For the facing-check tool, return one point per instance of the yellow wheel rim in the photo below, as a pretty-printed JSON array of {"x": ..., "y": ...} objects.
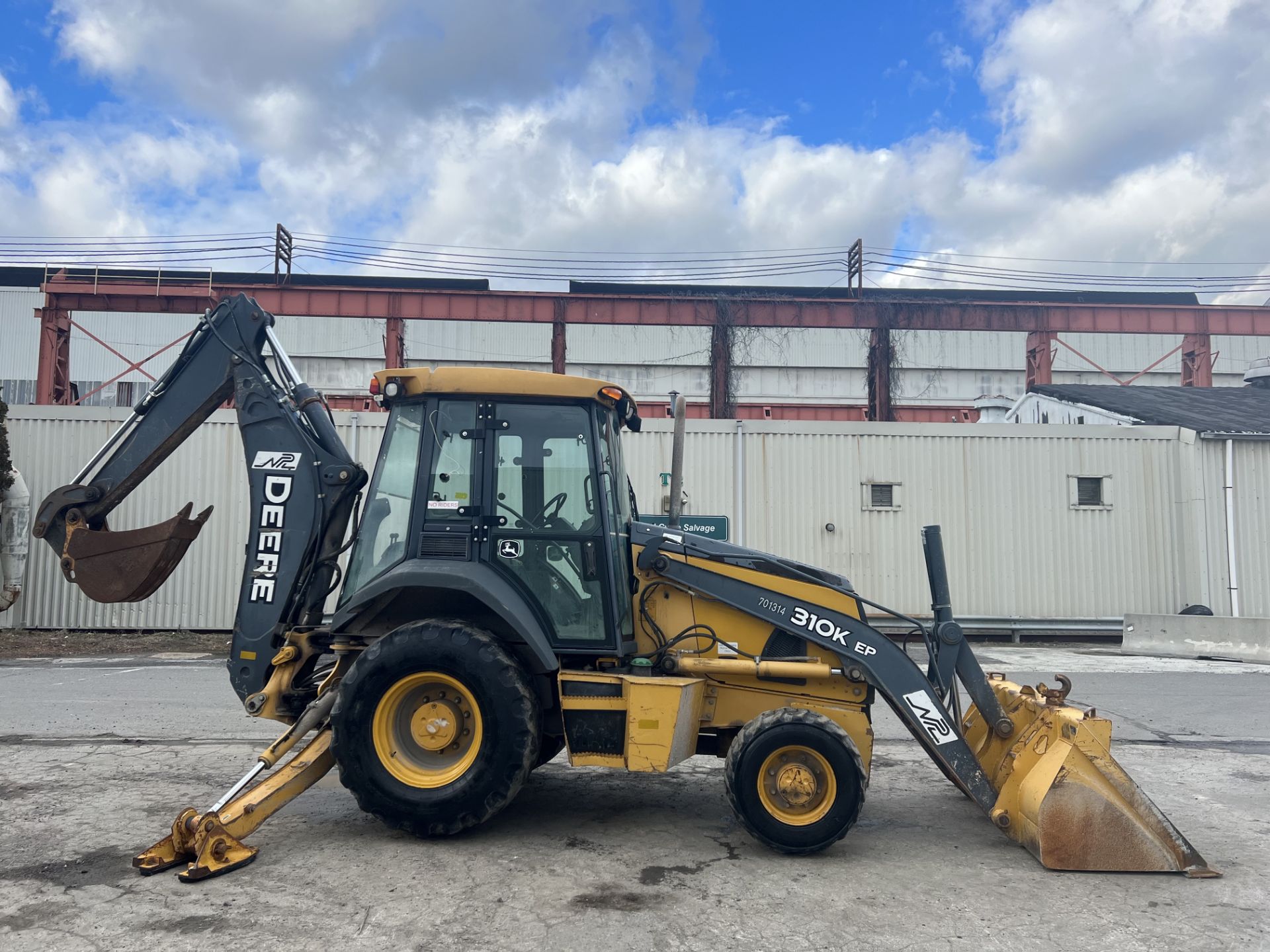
[
  {"x": 796, "y": 786},
  {"x": 427, "y": 730}
]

_Exercise objective_
Exact copy, no pictures: reproduce the whole listing above.

_Response for this exercise_
For the facing-check tool, return one point per instance of the yellow wheel rim in the photo below, as a pretty-printed JSON array of {"x": ..., "y": ...} objects.
[
  {"x": 796, "y": 786},
  {"x": 427, "y": 730}
]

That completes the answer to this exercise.